── Text ──
Now, this is a 60-year old man who has a green grill shaped like an alligator, that is longer than a pick-up truck (and is in fact hitched to one). Every weekend he shovels coal into it and, in his driveway, he grills hundreds of pounds of nonhuman animal flesh, and I have to close my windows so I don't spend the day with the stench of charred corpses. (I live 100 yards away and it feels like the grill is in my living room.) I'm not sure what he does with all of the meat, but I do know he isn't supposed to be doing it according to our association rules (he's not even allowed to have the 8-foot high, 15-foot long grill-gator shaped or not), but he's in law enforcement and therefore apparently above all kinds of laws.

I tell you this because this man is the last person who would ever understand veganism. He still goes to the track to watch Greyhound racing, and whenever he sees me he asks about the racing careers of my dogs. And every time I tell him that none of that matters to me, that they have to be rescued for a reason, and that I don't think we have any right to breed them and race them. It's like Groundhog Day whenever I see him. He doesn't hear a word I say, and it's not as if I'd ever make an impact anyway, so my attempts are admittedly half-hearted.

I was particularly annoyed with this man as I walked past his house on Saturday, complete with a huge Kentucky Derby flag (another thing we're not permitted to have). I said that perhaps if he knew everything involved in horse racing, he might not find it worthy of a party, and he promptly demonstrated that he knew nothing and was in fact gravely misinformed. I told him I didn't believe we had the right to create and use horses, at which point he looked at me with a blank face. I had no desire to talk to him and was late for an event already, and said: Look, I don't want to hurt anybody if I don't have to. I don't want to kill anybody if I don't have to, I don't want to eat anybody if I don't have to, and I don't want to bring anybody into this world just so I can try to make a buck off of them. Enjoy your party.
───
Repeat word for word everything in the neighbor post from "I was particularly" down to "Enjoy your party.". None of the items that come next are needed.
── Stored data ──
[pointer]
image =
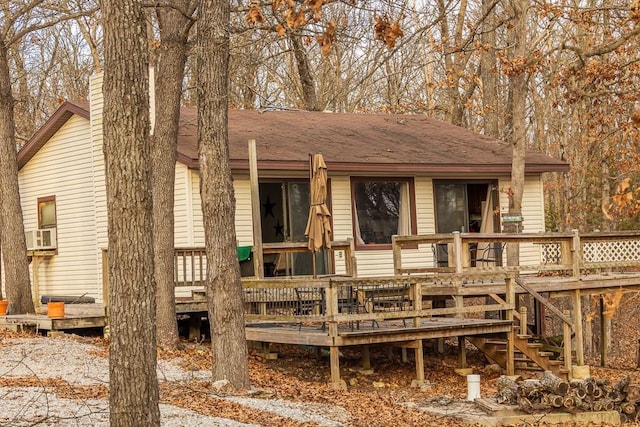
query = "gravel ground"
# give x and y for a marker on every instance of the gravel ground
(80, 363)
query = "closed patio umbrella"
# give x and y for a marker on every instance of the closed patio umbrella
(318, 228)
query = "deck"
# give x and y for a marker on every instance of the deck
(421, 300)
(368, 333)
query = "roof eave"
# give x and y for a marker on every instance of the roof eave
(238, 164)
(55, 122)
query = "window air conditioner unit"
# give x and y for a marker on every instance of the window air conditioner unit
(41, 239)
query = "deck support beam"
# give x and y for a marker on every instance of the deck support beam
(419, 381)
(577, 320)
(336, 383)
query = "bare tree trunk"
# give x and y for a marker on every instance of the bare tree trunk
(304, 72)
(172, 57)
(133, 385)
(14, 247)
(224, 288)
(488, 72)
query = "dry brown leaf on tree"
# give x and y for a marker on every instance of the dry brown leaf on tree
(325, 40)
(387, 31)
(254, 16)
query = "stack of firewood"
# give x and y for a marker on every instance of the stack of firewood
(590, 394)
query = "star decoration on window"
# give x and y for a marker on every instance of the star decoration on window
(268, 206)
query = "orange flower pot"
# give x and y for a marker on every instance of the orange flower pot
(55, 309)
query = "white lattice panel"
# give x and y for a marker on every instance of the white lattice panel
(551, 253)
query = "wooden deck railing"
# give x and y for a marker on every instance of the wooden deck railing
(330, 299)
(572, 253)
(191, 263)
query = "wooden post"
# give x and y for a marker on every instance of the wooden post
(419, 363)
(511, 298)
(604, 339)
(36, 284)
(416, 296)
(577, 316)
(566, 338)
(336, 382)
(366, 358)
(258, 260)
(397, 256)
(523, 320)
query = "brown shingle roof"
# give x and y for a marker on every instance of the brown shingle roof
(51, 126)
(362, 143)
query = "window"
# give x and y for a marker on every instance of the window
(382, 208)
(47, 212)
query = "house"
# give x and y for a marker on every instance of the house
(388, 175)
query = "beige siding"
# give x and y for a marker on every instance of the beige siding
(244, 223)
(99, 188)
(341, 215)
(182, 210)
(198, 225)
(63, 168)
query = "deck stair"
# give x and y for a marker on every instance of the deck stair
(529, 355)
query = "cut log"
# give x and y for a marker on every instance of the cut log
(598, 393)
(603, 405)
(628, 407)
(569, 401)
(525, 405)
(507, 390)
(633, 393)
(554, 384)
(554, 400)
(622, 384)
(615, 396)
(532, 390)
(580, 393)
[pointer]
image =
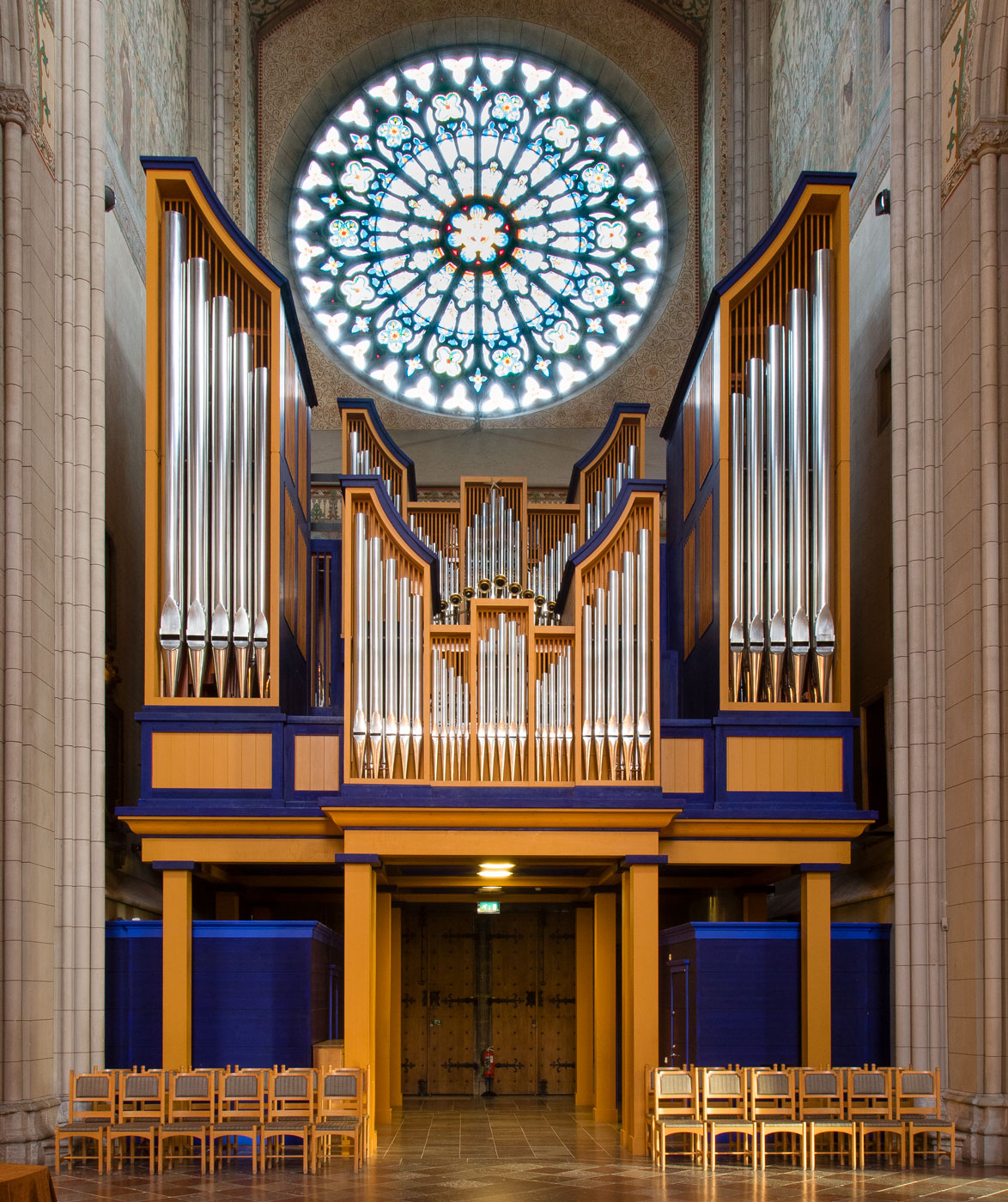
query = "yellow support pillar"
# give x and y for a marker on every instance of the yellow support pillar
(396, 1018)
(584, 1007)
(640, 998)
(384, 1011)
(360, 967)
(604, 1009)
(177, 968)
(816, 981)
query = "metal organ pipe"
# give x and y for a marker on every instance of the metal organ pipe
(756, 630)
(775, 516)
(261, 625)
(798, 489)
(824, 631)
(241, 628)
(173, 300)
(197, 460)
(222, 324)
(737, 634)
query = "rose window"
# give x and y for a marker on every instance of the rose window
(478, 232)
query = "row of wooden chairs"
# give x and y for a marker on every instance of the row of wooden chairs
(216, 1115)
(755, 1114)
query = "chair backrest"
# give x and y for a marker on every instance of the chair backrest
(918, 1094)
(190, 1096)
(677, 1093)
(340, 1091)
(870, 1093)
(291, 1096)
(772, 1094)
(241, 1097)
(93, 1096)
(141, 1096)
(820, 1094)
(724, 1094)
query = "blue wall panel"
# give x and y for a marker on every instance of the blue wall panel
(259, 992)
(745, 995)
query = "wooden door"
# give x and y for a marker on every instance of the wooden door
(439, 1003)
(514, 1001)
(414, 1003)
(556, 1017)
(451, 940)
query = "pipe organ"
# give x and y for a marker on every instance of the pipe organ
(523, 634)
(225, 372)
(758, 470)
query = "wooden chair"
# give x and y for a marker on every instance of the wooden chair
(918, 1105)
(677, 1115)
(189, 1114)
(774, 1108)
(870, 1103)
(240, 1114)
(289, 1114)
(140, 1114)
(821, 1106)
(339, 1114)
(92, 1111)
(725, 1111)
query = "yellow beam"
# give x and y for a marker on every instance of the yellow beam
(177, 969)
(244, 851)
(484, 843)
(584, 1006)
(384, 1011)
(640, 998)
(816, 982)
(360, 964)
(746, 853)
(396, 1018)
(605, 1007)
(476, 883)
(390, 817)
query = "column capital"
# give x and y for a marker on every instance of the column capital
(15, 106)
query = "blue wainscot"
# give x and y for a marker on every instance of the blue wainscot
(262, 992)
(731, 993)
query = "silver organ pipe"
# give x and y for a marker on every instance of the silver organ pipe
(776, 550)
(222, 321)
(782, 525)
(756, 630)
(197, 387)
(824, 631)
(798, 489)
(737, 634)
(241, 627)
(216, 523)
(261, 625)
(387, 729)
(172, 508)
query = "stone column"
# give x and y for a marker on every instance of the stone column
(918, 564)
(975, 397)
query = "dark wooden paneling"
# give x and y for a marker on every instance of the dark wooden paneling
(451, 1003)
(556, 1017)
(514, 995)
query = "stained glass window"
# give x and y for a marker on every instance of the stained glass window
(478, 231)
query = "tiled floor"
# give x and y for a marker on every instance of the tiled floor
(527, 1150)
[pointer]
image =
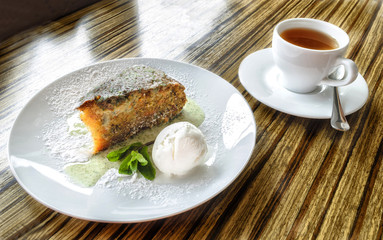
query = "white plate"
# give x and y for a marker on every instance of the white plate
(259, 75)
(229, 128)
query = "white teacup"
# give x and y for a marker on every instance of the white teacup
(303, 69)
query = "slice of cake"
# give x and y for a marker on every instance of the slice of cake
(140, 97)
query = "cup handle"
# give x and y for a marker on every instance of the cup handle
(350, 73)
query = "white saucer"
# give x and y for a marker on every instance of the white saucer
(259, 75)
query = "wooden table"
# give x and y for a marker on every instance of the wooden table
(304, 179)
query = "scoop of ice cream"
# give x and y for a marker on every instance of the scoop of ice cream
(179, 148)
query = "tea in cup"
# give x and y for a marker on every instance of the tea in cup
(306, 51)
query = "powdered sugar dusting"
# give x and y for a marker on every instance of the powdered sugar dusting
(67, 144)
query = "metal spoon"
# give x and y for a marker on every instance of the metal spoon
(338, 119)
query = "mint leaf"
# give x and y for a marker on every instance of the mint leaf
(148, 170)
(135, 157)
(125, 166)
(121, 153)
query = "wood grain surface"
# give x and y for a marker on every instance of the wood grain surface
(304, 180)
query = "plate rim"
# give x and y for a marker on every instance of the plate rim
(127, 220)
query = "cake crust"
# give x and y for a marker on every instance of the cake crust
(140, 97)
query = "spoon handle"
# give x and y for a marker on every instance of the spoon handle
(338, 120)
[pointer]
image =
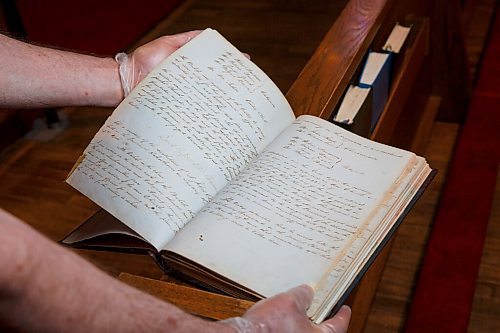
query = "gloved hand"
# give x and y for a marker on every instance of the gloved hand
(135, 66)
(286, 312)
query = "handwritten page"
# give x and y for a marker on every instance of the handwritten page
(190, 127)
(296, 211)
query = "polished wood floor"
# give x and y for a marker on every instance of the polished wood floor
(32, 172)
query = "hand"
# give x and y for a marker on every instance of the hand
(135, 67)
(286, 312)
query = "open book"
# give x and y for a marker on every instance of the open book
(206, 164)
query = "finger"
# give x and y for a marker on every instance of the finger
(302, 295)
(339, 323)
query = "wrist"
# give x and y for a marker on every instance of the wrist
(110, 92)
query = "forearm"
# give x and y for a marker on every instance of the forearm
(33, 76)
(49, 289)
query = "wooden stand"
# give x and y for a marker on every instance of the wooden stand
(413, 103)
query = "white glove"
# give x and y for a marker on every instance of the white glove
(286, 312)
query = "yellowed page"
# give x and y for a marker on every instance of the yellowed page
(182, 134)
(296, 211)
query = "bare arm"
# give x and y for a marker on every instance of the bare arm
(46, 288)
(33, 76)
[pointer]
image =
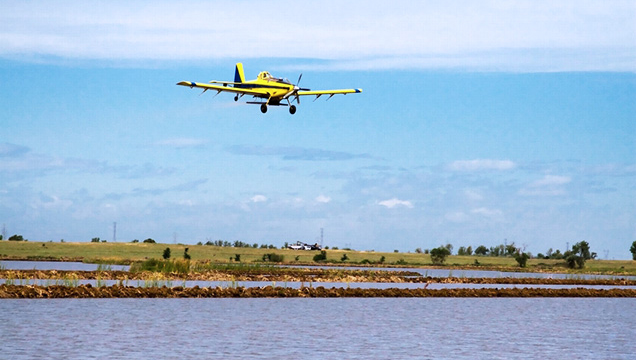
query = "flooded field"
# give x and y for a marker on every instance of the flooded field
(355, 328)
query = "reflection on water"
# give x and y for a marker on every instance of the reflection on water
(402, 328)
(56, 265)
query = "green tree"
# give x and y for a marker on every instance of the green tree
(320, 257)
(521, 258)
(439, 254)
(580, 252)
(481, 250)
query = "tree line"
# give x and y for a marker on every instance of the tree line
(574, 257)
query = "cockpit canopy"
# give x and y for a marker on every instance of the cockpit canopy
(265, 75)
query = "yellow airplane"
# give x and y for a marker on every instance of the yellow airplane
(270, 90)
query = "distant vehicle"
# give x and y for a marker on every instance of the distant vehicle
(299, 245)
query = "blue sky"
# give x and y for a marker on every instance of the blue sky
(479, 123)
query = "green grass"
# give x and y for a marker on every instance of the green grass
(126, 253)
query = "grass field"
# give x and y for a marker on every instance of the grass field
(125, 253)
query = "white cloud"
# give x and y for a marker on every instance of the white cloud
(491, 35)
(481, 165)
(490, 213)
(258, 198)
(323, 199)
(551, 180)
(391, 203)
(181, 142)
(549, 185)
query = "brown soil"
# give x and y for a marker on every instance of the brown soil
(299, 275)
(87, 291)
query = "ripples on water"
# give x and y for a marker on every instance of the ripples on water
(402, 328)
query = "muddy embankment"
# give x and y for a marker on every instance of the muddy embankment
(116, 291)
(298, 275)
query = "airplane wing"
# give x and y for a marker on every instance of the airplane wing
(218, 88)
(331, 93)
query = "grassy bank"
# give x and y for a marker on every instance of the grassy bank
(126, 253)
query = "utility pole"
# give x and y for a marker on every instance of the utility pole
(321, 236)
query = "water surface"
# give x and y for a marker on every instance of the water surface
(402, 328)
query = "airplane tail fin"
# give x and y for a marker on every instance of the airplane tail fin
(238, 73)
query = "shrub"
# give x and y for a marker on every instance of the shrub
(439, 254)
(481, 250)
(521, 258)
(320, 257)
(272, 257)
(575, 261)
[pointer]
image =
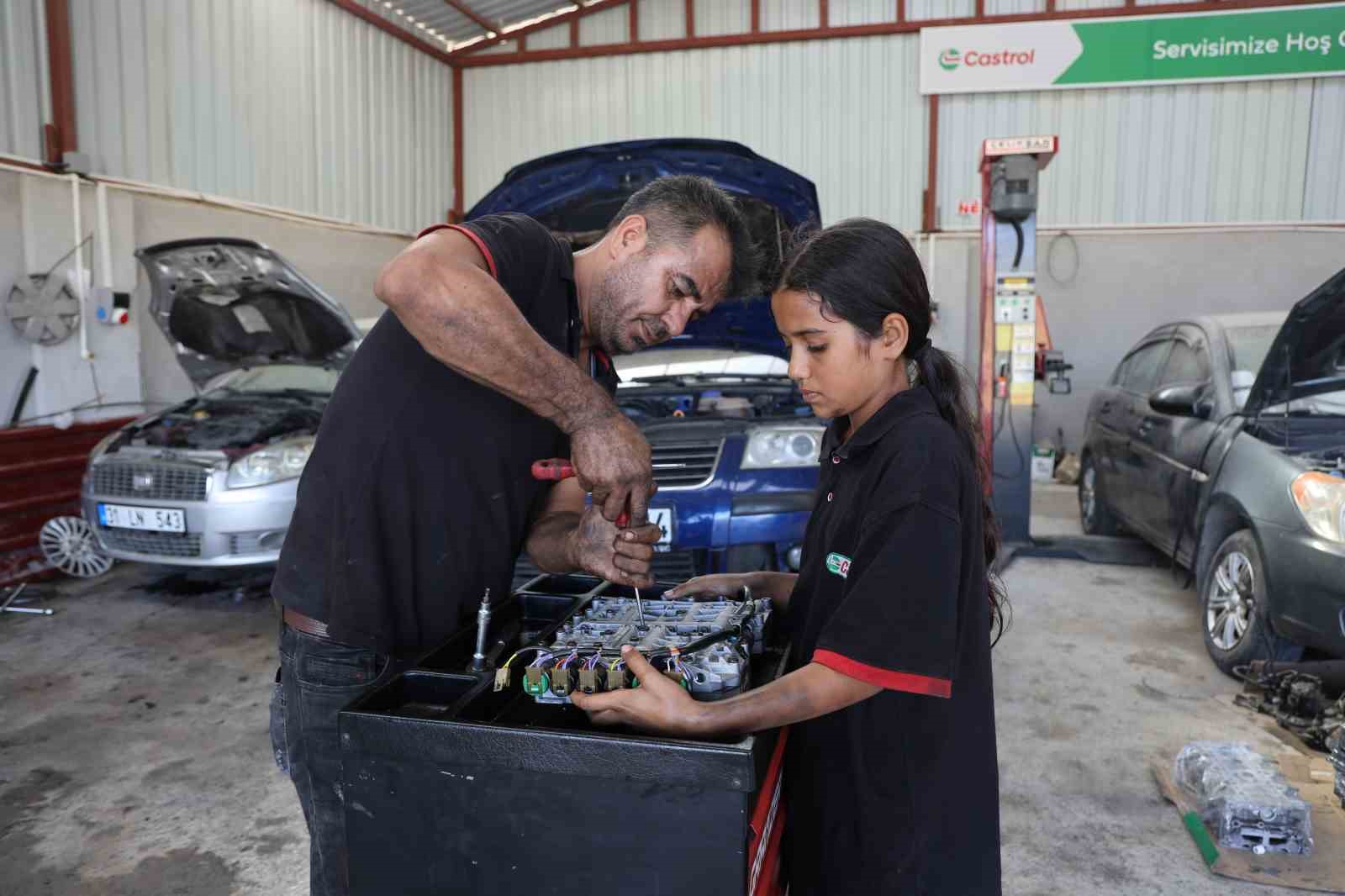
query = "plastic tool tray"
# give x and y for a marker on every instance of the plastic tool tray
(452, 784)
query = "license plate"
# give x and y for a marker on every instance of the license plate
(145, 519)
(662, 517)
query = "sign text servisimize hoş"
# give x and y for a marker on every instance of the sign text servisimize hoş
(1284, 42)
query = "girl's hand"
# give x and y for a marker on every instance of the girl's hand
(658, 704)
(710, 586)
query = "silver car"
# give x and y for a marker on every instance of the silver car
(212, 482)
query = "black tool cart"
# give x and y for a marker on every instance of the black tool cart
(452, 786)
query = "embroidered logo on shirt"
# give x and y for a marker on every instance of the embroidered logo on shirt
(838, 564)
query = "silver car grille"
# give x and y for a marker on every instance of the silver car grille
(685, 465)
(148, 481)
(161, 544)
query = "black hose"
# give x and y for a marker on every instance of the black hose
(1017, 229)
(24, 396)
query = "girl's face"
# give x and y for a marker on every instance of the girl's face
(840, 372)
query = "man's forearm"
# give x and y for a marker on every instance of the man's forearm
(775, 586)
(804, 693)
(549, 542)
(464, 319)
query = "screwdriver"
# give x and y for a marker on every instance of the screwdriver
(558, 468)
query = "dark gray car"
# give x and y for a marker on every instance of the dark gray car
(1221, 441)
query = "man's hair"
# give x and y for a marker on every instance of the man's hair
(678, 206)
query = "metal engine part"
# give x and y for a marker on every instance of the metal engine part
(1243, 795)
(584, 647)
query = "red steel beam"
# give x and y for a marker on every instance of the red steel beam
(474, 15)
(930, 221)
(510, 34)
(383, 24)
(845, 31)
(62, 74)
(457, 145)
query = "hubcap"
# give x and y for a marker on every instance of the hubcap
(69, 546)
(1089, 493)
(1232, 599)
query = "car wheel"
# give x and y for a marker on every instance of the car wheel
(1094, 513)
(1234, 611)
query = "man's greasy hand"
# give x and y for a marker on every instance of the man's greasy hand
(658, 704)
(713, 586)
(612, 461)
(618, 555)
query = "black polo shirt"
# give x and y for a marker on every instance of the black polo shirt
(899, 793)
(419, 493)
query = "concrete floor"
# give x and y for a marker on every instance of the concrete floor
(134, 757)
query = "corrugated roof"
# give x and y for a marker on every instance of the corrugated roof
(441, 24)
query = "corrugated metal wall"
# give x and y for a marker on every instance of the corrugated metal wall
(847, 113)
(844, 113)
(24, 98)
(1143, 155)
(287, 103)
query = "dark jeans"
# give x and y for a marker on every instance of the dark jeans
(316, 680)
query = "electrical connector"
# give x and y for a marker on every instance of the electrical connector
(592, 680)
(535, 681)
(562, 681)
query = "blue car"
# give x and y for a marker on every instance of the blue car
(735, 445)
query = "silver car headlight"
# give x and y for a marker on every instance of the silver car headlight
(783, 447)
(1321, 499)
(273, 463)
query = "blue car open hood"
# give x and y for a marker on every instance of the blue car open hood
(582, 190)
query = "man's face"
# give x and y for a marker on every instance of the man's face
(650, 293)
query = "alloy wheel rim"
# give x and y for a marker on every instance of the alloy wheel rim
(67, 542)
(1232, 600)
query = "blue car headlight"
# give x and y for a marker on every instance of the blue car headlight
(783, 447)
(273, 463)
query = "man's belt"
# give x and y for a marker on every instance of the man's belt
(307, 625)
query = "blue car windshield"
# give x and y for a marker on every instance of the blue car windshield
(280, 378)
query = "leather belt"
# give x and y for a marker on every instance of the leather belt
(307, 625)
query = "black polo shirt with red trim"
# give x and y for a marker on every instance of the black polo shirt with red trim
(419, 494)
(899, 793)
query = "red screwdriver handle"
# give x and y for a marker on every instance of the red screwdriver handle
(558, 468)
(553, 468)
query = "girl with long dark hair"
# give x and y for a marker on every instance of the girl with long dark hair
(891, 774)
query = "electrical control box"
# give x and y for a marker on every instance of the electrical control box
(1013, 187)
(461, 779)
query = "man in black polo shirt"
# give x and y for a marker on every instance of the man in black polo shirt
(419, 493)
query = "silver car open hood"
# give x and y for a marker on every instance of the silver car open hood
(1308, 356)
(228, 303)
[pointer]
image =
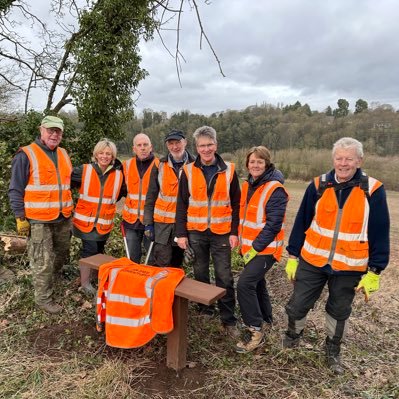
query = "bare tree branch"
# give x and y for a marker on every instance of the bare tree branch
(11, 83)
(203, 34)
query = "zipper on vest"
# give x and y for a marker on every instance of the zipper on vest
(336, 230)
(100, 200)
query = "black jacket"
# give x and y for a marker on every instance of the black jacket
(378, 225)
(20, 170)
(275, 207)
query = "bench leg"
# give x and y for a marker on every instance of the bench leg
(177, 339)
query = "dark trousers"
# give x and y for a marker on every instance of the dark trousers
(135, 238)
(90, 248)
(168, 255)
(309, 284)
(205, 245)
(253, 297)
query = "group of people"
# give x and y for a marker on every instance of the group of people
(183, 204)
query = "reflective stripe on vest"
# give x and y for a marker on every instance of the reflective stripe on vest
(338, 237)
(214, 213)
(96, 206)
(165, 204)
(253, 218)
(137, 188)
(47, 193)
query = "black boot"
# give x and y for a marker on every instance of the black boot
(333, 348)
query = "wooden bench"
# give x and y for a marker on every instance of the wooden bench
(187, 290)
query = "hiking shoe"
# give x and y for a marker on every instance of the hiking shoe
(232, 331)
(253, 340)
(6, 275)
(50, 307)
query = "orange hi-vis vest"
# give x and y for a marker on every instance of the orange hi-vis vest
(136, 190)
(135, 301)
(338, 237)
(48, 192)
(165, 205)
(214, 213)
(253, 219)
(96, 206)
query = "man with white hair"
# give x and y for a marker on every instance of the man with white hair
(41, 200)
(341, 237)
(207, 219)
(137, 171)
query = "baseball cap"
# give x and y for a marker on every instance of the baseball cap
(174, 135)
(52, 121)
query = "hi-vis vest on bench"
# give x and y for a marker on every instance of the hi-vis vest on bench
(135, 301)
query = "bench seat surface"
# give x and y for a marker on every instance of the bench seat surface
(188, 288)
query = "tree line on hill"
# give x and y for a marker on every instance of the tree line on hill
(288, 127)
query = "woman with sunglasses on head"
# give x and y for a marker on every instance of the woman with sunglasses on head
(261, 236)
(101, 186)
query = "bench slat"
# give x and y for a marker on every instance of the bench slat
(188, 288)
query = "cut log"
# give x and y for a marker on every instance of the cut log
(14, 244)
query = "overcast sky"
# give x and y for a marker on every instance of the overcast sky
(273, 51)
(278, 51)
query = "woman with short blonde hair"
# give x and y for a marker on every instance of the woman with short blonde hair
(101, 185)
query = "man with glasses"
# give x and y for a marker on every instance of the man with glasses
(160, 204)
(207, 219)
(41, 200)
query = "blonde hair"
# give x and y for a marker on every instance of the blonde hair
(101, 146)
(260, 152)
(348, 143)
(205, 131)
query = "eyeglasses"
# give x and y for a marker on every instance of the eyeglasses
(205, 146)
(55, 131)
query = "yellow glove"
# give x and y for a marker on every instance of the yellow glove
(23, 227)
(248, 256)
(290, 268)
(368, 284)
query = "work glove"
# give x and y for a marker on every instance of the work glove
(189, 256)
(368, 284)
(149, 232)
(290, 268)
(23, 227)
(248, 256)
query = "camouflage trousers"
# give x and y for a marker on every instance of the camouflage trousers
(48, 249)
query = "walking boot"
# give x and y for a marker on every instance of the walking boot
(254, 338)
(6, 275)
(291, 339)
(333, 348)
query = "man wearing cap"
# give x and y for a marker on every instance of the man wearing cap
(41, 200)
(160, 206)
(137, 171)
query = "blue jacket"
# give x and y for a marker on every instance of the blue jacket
───
# [Result of the task]
I was particularly annoyed with this man as I walked past his house on Saturday, complete with a huge Kentucky Derby flag (another thing we're not permitted to have). I said that perhaps if he knew everything involved in horse racing, he might not find it worthy of a party, and he promptly demonstrated that he knew nothing and was in fact gravely misinformed. I told him I didn't believe we had the right to create and use horses, at which point he looked at me with a blank face. I had no desire to talk to him and was late for an event already, and said: Look, I don't want to hurt anybody if I don't have to. I don't want to kill anybody if I don't have to, I don't want to eat anybody if I don't have to, and I don't want to bring anybody into this world just so I can try to make a buck off of them. Enjoy your party.